(Dataset Opens)

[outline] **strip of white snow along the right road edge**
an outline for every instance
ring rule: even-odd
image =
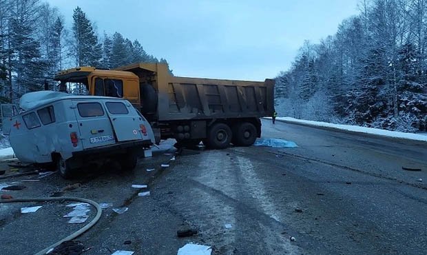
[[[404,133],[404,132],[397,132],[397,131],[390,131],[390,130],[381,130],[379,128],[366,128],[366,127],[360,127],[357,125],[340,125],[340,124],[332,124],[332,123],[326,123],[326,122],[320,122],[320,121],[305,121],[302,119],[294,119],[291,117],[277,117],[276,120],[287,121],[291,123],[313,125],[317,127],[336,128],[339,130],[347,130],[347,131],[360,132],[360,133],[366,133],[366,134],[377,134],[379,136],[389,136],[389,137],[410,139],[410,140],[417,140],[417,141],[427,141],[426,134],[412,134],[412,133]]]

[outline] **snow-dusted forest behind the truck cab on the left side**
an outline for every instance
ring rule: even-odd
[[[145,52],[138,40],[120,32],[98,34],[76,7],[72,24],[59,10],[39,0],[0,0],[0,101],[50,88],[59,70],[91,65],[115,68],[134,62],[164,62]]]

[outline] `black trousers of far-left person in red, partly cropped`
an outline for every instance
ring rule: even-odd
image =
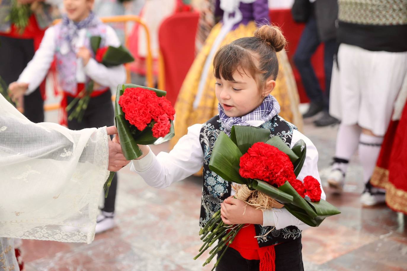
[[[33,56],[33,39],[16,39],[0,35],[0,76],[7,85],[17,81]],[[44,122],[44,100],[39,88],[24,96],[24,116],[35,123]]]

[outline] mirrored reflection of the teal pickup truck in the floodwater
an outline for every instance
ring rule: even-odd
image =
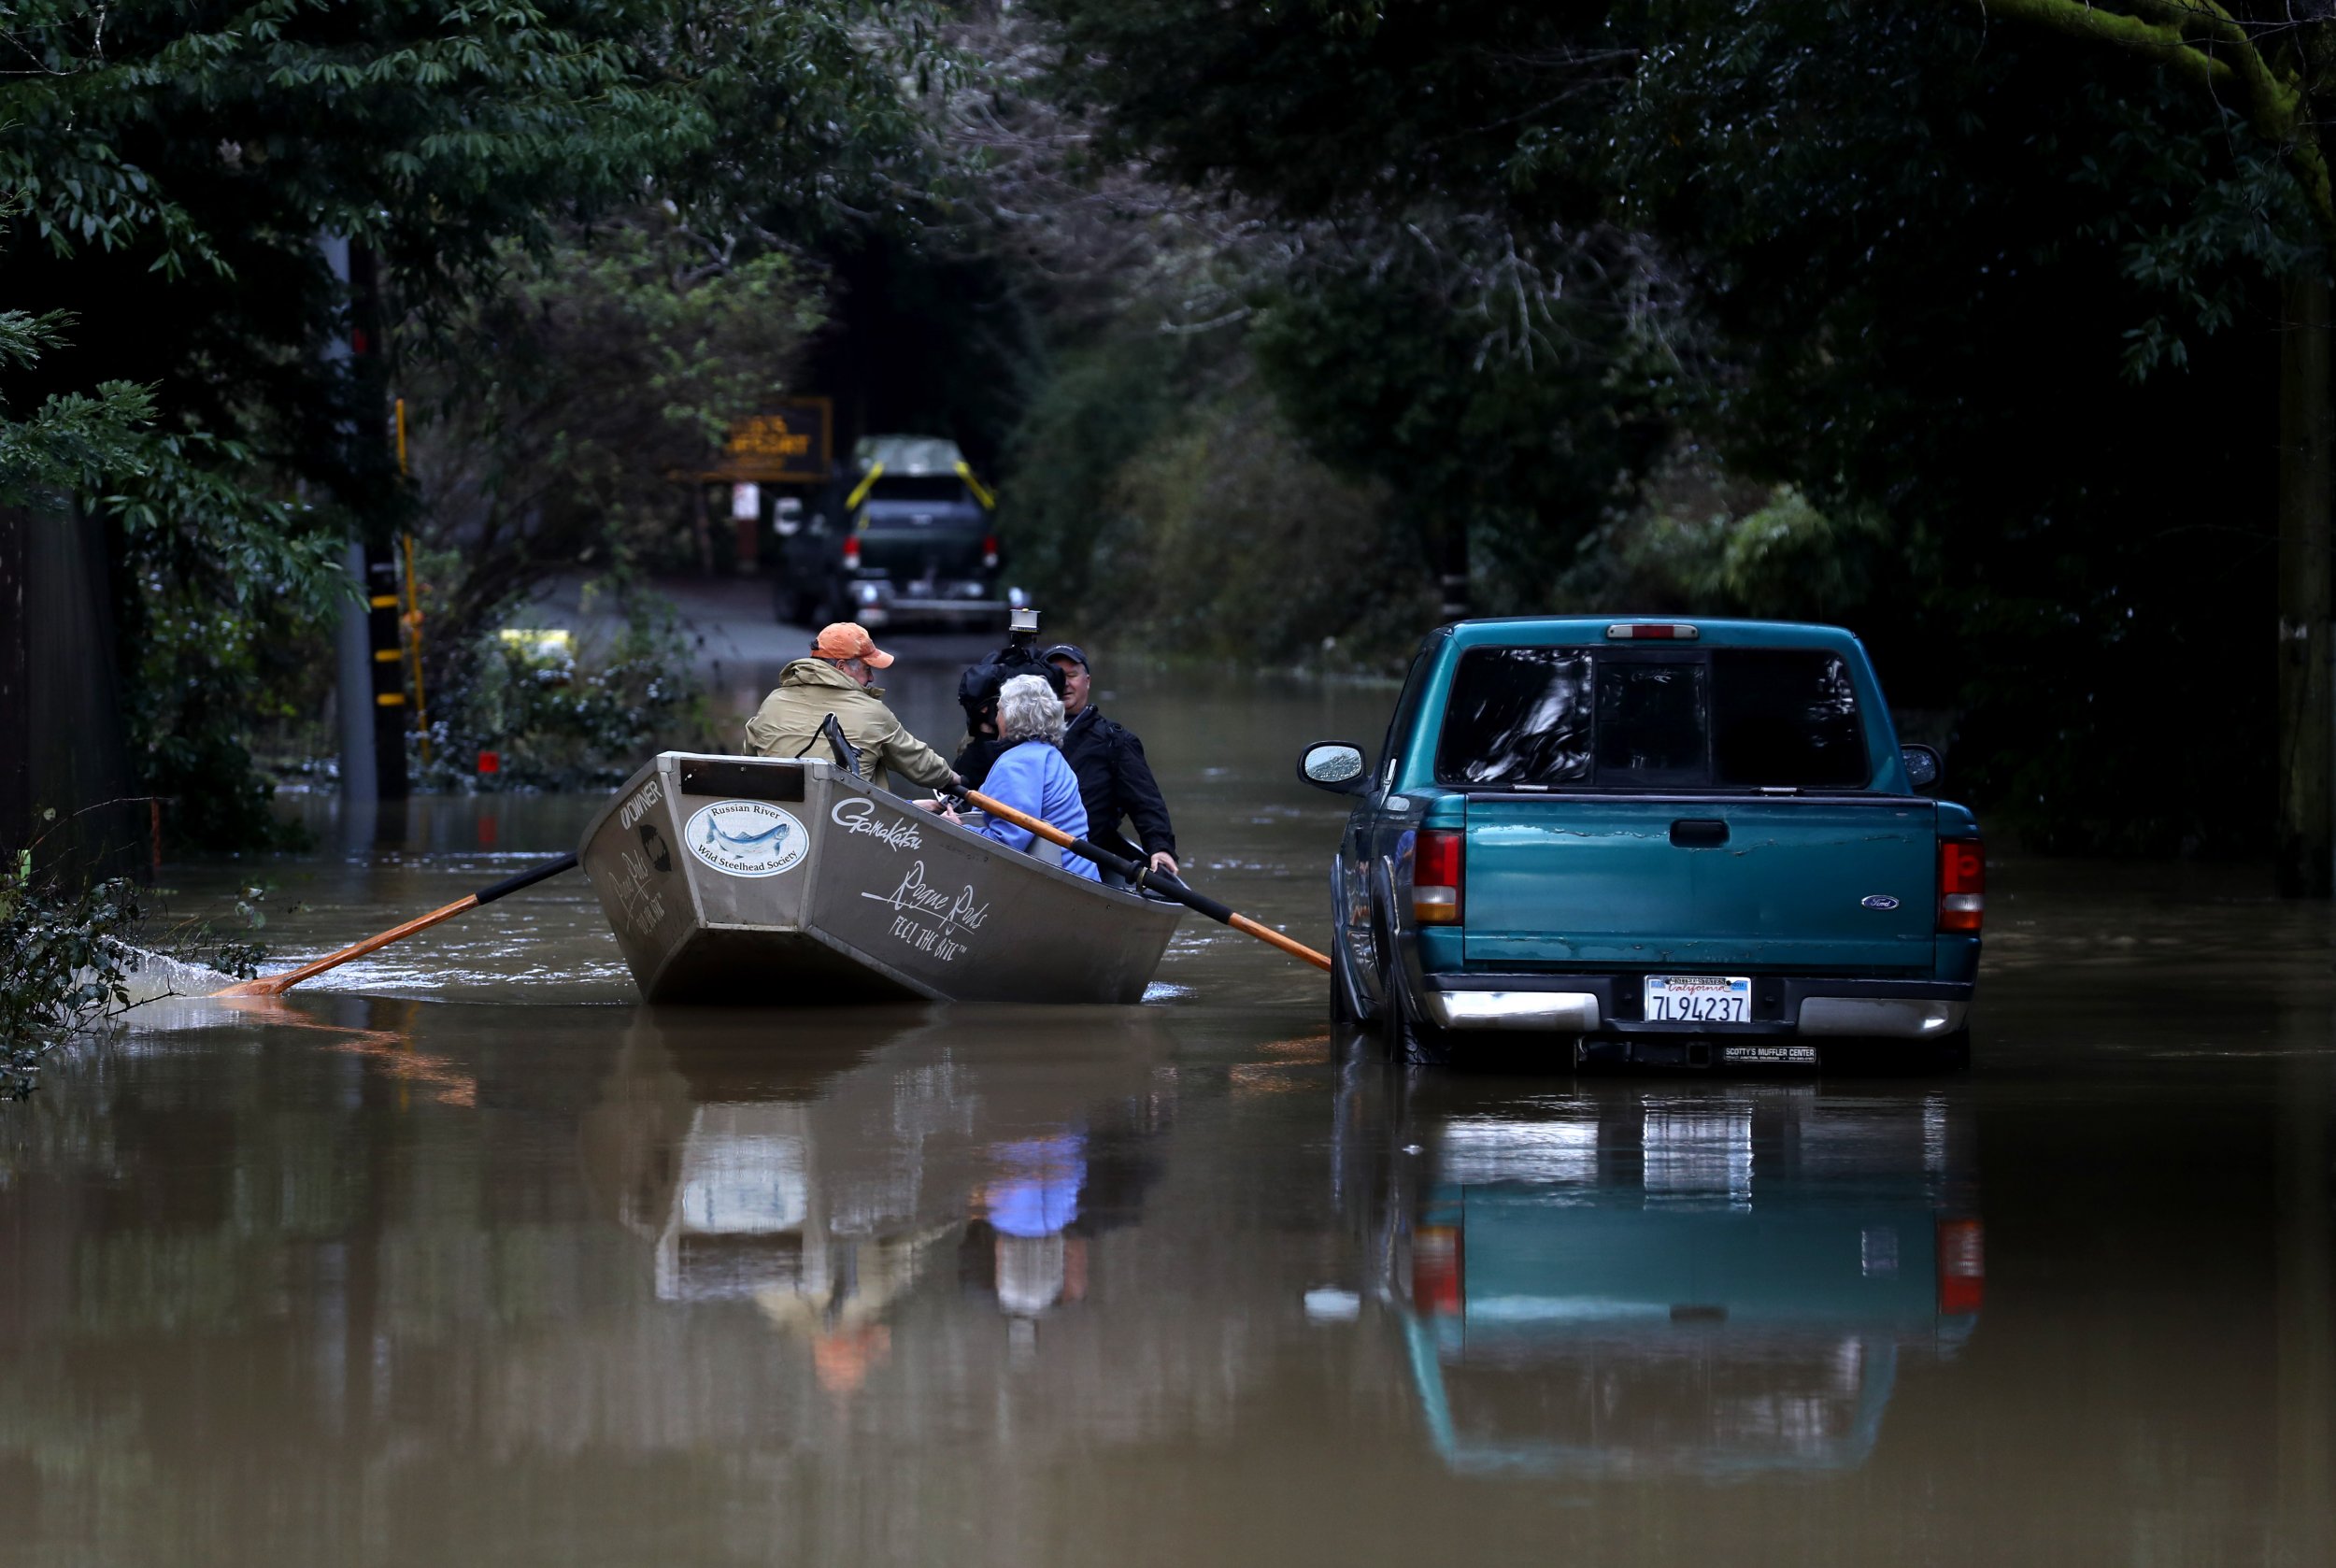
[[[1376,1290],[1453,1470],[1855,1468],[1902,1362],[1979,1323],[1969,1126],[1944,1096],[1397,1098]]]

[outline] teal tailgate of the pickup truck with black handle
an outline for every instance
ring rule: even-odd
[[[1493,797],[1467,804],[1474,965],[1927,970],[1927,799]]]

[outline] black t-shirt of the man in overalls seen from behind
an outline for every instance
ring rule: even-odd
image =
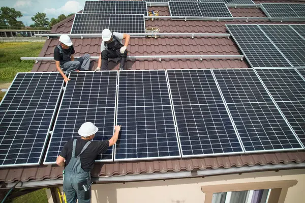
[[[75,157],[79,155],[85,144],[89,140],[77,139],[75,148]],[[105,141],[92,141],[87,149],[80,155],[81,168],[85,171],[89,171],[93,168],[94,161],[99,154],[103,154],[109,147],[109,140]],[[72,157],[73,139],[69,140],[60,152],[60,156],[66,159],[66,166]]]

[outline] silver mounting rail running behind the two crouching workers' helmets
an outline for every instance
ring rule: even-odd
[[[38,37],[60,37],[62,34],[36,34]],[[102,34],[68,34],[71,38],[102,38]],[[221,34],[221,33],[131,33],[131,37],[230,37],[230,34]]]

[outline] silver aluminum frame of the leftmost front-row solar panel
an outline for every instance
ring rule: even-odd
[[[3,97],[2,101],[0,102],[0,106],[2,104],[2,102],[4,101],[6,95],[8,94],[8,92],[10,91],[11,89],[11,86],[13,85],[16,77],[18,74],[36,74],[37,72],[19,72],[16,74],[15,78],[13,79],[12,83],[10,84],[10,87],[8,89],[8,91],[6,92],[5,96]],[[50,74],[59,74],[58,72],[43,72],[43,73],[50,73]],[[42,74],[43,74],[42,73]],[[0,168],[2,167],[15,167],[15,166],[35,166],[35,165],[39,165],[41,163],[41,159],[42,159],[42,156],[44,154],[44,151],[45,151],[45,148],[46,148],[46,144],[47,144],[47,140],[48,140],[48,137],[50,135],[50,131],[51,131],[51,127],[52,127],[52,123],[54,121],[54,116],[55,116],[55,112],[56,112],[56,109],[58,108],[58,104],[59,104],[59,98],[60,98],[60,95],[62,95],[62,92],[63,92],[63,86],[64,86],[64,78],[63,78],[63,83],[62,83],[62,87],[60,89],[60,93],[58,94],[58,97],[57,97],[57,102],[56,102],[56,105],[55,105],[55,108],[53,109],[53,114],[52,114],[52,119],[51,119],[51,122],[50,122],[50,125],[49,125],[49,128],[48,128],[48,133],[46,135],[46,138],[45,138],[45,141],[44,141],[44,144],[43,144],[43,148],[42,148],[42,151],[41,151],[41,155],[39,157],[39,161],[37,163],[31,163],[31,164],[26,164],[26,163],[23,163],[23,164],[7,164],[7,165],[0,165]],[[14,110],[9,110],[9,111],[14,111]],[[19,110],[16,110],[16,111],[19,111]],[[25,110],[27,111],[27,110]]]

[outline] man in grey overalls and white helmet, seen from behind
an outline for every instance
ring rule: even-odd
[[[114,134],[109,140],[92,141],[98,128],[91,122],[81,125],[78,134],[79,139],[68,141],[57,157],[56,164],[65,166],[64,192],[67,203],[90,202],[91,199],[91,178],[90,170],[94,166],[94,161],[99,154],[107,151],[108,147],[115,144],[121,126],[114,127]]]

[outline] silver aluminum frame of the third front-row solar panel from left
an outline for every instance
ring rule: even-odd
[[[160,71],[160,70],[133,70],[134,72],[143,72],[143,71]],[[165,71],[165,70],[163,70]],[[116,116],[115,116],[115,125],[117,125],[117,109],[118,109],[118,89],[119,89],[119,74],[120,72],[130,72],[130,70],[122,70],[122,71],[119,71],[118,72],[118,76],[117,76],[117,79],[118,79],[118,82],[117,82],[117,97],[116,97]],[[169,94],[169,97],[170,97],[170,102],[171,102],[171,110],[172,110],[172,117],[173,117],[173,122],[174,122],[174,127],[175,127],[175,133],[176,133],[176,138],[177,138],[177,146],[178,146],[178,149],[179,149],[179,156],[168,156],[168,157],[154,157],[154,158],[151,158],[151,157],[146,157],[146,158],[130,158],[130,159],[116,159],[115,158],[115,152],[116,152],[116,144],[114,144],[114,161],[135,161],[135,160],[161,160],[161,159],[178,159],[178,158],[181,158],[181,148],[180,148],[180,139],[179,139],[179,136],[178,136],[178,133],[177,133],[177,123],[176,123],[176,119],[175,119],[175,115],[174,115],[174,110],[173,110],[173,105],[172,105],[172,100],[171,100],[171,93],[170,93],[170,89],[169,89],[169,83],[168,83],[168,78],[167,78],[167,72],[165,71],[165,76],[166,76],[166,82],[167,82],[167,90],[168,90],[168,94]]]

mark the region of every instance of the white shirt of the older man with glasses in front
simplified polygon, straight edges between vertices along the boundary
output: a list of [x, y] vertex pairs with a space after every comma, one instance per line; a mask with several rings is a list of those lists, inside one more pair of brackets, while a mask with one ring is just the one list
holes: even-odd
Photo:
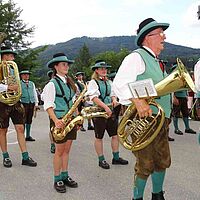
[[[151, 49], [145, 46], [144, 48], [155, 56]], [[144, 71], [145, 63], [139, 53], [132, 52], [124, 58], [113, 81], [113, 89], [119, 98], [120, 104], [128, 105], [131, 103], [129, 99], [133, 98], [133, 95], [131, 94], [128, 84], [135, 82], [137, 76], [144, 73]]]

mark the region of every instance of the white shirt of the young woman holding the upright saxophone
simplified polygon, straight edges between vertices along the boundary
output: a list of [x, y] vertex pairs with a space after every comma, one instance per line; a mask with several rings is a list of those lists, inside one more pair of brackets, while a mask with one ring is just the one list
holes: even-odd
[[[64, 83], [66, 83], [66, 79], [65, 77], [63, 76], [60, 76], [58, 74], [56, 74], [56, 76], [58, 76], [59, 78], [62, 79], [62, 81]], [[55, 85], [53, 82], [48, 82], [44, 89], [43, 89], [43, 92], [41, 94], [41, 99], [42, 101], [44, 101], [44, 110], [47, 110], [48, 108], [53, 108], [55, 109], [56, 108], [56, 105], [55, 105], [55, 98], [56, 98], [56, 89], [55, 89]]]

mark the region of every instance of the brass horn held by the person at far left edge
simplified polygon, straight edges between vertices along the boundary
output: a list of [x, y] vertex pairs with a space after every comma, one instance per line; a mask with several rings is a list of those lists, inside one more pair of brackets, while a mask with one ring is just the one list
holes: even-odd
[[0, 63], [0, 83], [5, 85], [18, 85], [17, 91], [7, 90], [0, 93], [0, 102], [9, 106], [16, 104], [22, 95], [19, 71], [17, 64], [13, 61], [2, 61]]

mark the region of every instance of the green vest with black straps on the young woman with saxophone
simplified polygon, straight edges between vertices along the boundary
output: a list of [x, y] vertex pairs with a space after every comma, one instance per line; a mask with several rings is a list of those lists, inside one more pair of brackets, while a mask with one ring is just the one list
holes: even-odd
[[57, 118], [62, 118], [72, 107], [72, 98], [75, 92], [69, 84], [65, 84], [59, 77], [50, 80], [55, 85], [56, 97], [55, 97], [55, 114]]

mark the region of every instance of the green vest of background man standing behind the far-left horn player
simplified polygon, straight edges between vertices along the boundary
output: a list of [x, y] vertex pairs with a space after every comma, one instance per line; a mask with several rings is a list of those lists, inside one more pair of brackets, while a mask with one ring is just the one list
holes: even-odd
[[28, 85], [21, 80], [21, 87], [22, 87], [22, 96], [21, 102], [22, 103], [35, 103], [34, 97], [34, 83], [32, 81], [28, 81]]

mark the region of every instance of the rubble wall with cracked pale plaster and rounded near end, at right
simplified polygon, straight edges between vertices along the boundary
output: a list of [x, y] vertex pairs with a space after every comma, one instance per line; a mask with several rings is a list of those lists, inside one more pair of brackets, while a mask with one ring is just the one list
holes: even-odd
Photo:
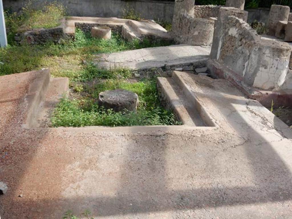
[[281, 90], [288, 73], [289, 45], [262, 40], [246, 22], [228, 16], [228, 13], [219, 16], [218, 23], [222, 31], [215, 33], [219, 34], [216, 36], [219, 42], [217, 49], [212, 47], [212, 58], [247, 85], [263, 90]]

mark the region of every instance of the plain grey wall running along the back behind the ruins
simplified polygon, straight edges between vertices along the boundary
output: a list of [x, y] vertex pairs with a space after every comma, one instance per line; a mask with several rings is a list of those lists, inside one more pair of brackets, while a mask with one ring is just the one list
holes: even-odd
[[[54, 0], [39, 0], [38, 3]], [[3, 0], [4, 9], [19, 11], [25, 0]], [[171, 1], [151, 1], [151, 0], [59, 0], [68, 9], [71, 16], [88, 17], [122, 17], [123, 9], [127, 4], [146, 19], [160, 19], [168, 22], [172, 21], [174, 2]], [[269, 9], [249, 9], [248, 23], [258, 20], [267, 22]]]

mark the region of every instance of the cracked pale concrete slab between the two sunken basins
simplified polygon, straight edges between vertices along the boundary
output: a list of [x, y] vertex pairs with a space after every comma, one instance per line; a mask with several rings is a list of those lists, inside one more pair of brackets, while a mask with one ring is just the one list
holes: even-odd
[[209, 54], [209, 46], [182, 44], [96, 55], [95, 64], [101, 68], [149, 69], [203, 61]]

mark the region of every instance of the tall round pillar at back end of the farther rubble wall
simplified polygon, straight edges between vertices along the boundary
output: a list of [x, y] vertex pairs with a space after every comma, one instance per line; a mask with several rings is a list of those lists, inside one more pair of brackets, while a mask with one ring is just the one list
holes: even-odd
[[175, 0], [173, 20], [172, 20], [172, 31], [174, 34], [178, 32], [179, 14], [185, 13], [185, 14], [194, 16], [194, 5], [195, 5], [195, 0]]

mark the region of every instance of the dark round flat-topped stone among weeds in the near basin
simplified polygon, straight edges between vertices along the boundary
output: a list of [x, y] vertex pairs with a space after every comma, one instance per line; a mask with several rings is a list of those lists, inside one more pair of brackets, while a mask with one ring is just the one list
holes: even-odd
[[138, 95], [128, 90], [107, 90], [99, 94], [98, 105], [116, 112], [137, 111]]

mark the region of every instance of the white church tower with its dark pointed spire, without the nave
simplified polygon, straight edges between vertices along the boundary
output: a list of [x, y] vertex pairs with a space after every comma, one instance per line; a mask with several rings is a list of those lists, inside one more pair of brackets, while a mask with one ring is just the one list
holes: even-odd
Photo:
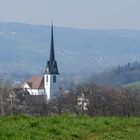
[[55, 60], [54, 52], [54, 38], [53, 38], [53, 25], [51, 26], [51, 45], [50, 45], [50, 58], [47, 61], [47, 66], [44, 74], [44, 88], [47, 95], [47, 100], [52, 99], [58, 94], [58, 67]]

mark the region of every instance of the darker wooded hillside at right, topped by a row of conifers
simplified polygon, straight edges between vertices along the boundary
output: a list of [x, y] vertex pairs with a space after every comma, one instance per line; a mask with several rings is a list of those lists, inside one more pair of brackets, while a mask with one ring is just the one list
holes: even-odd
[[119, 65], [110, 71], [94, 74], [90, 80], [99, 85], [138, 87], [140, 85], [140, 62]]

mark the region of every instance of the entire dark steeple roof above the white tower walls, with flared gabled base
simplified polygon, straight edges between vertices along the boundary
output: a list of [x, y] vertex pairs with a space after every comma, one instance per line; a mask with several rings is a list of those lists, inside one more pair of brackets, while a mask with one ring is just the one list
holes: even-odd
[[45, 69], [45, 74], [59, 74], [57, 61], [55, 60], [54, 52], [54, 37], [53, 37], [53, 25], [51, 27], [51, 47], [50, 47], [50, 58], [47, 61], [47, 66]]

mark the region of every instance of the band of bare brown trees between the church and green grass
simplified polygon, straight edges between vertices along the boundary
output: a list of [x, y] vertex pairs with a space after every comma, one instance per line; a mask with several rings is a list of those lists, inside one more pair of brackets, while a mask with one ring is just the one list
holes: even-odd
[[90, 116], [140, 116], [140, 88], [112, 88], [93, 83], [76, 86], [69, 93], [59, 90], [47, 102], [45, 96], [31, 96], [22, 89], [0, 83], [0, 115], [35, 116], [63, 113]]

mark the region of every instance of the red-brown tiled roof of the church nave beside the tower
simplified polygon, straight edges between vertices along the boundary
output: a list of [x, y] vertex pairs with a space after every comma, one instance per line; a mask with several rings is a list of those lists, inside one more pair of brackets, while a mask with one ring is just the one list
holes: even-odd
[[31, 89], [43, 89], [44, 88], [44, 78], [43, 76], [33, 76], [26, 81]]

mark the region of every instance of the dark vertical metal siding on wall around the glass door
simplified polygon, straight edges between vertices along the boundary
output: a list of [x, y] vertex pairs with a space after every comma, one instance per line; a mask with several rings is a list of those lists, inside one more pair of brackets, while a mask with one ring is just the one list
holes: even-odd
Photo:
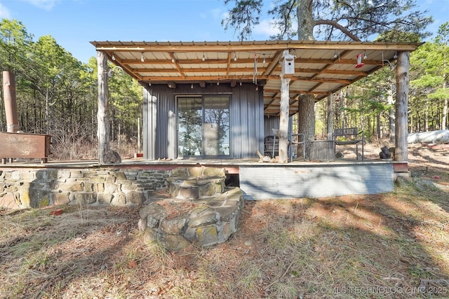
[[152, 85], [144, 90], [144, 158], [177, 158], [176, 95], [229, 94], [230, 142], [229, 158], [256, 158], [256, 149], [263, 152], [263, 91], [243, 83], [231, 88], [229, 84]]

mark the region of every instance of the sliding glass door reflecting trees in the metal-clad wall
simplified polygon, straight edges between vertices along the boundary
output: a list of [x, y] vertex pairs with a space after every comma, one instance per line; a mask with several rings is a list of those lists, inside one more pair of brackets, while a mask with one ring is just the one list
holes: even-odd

(Dataset Closes)

» **Description of the task**
Which lines above carry the string "truck"? Copy those lines.

» **Answer below**
[outline] **snow-dusted forest behind the truck cab on the left side**
[outline] mirrored reflection of the teal pickup truck in the floodwater
[outline] teal tailgate of the pickup truck with black handle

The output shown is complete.